** Begin THE RECORDS **
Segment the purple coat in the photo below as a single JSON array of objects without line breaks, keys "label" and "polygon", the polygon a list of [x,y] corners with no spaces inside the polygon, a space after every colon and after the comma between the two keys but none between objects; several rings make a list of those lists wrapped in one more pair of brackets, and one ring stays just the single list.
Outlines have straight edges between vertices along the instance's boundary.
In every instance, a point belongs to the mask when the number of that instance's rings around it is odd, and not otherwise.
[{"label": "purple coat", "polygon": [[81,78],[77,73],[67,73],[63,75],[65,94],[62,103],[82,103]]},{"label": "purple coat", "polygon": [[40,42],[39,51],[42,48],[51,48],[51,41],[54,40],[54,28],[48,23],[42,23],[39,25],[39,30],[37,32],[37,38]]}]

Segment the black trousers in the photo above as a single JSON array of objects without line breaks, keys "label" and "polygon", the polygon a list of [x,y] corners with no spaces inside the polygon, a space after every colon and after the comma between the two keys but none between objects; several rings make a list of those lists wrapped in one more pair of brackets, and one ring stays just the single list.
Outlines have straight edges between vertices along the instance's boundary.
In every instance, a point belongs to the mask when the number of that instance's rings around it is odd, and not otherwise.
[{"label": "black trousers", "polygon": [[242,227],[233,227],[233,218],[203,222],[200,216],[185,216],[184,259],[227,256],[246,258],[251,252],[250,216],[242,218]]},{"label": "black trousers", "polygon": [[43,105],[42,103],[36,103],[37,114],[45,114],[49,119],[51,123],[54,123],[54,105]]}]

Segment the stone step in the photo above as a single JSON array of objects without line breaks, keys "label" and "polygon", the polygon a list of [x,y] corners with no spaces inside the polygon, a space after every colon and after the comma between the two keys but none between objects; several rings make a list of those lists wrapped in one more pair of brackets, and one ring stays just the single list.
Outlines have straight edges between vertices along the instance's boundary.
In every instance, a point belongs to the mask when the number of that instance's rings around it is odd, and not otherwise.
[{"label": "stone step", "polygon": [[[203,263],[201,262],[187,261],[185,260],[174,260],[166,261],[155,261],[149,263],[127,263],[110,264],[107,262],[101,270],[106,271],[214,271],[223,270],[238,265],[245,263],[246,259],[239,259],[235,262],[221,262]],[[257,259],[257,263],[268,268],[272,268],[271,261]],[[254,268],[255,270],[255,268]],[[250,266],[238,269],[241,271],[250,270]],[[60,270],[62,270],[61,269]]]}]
** End THE RECORDS **
TASK DIRECTIONS »
Write down the full listing again, exactly.

EXPECTED OUTPUT »
Segment the purple coat in the photo below as a single JSON array of objects without line breaks, keys "label" and "polygon", the polygon a list of [x,y] corners with no spaces inside the polygon, a space after every colon and after the comma between the two keys but none between objects; several rings make a list of those lists wrapped in one more pair of brackets, and one ring stays just the single list.
Outlines have straight edges between vertices along the instance's boundary.
In every instance, a point belongs to the mask when the number of that instance's rings around it is odd, and not otherwise.
[{"label": "purple coat", "polygon": [[81,78],[77,73],[67,73],[63,75],[65,94],[62,103],[82,103]]},{"label": "purple coat", "polygon": [[40,42],[39,51],[42,48],[51,48],[51,41],[54,40],[54,28],[48,23],[42,23],[39,25],[39,30],[37,32],[37,38]]}]

Segment the black trousers in the photo above as a single JSON array of objects without line breaks, keys "label" and "polygon", the polygon a list of [x,y] corners with no spaces inside the polygon, a space after every colon and after the comma between the two keys but none between objects; several rings make a list of those lists wrapped in one more pair of brackets, and one ring stays just the single list.
Outlines have straight edges between vertices along the instance's boundary.
In every instance, a point belongs to the mask when the number of that instance's rings around it is odd, and not otherwise.
[{"label": "black trousers", "polygon": [[242,227],[233,227],[233,218],[203,222],[200,216],[185,216],[184,259],[227,256],[246,258],[251,252],[250,216],[242,218]]},{"label": "black trousers", "polygon": [[43,105],[42,103],[36,103],[37,114],[45,114],[49,119],[51,123],[54,123],[54,105]]}]

Segment the stone step in the photo above as a single JSON array of objects without line breaks, keys "label" and "polygon", the polygon a list of [x,y] corners with no spaces inside the polygon, a space after every colon and after the comma between the two keys but none between objects; several rings make a list of those lists wrapped in one more pair of brackets, and one ring stays just the single list.
Outlines have straight edges between vertices along the instance's boundary.
In every instance, a point belongs to the mask when the number of that instance's rings around it is odd, and not otherwise.
[{"label": "stone step", "polygon": [[[203,263],[201,262],[187,261],[185,260],[174,260],[166,261],[155,261],[149,263],[127,263],[110,264],[107,262],[101,270],[106,271],[214,271],[223,270],[238,265],[245,263],[246,259],[239,259],[235,262],[221,262]],[[257,259],[257,263],[268,268],[272,268],[271,261]],[[254,268],[255,270],[255,268]],[[250,266],[238,269],[241,271],[250,270]],[[60,270],[62,270],[61,269]]]}]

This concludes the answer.